Obodriten-Könige Nako und Niklot
 
Die Nakoniden waren ein elbheidnisches Adels- bzw. Fürstengeschlecht, in Nachfolge des abodritischen Samtherrscher König (lat. „regulus“ = Kleinkönig), Nakon / Nako / Nakko / Nacco (954-965/67) mit dem sich von 960 bis 1129 die vereitelten Hoffnungen eines heidnischen Gemeinwesens verbinden. Die wichtigsten Quellen für diese Dynastie sind außer Helmold Thietmar von Merseburg, Adam von Bremen sowie der Däne Saxo Grammaticus. Der Namen Nakkon erklärt sich aus ahd. nakkot = unbekleidet, nackt, entbößt, aber möglicherweise auch aus ahd. nak = Nacken, Hinterkopf im Sinne von hartnäckig, halsstarrig. Von den Herulern wissen wir, dass ihre Vorkämpfer in kultischer, gewissermaßen gottergebener Nacktheit in die Schlacht zogen; war das auch Brauch des Fürsten Nakon ?

____________________

Aufgabe a:
Geben Sie die nachstehenden Datensätze als nummerierte Liste ohne Leerzeilen wieder. Beginnen Sie mit der Zeile, die „of the world“ enthält, und führen Sie die Liste bis einschließlich zum Ende der Datensätze fort.

Datensätze:
____________________

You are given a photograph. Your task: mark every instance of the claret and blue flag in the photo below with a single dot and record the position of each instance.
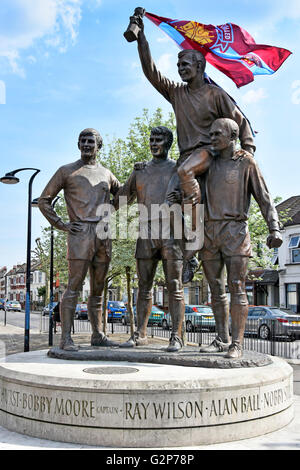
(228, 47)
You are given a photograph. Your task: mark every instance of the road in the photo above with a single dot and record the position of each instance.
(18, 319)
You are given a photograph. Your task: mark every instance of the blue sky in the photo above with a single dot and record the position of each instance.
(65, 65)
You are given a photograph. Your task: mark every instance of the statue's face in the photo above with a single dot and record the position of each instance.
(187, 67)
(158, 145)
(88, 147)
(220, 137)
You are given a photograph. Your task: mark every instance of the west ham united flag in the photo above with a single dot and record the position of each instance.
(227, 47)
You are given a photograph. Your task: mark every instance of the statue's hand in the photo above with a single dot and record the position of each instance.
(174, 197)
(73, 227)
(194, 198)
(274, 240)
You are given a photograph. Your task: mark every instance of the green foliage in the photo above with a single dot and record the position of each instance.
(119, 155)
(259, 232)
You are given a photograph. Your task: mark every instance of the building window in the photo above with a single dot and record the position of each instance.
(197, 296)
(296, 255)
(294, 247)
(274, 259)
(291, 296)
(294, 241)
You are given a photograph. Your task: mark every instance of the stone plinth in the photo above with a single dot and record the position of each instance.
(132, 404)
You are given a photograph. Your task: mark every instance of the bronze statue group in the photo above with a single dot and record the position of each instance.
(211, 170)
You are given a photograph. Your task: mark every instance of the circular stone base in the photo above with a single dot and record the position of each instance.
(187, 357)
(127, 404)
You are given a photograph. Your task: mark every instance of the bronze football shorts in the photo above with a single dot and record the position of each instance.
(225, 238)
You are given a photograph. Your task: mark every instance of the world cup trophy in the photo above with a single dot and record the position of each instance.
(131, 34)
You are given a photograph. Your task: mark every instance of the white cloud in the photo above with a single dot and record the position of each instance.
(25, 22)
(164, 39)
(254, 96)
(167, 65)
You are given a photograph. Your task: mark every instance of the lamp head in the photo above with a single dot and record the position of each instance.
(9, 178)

____________________

Aufgabe b:
Aktualisieren Sie im Auszug über die Nakoniden den Abschnitt beginnend mit „Die Nakoniden waren“ bis einschließlich „Fürsten Nakon ?“, indem Sie „Dynastie“ durch „Herrscherfamilie“ ersetzen.

Vollständige Ausgabe a:
1. You are given a photograph. Your task: mark every instance of the world cup trophy in the photo above with a single dot and record the position of each instance.
2. (131, 34)
3. You are given a photograph. Your task: mark every instance of the white cloud in the photo above with a single dot and record the position of each instance.
4. (25, 22)
5. (164, 39)
6. (254, 96)
7. (167, 65)
8. You are given a photograph. Your task: mark every instance of the lamp head in the photo above with a single dot and record the position of each instance.
9. (9, 178)

Vollständige Ausgabe b:
Die Nakoniden waren ein elbheidnisches Adels- bzw. Fürstengeschlecht, in Nachfolge des abodritischen Samtherrscher König (lat. „regulus“ = Kleinkönig), Nakon / Nako / Nakko / Nacco (954-965/67) mit dem sich von 960 bis 1129 die vereitelten Hoffnungen eines heidnischen Gemeinwesens verbinden. Die wichtigsten Quellen für diese Herrscherfamilie sind außer Helmold Thietmar von Merseburg, Adam von Bremen sowie der Däne Saxo Grammaticus. Der Namen Nakkon erklärt sich aus ahd. nakkot = unbekleidet, nackt, entbößt, aber möglicherweise auch aus ahd. nak = Nacken, Hinterkopf im Sinne von hartnäckig, halsstarrig. Von den Herulern wissen wir, dass ihre Vorkämpfer in kultischer, gewissermaßen gottergebener Nacktheit in die Schlacht zogen; war das auch Brauch des Fürsten Nakon ?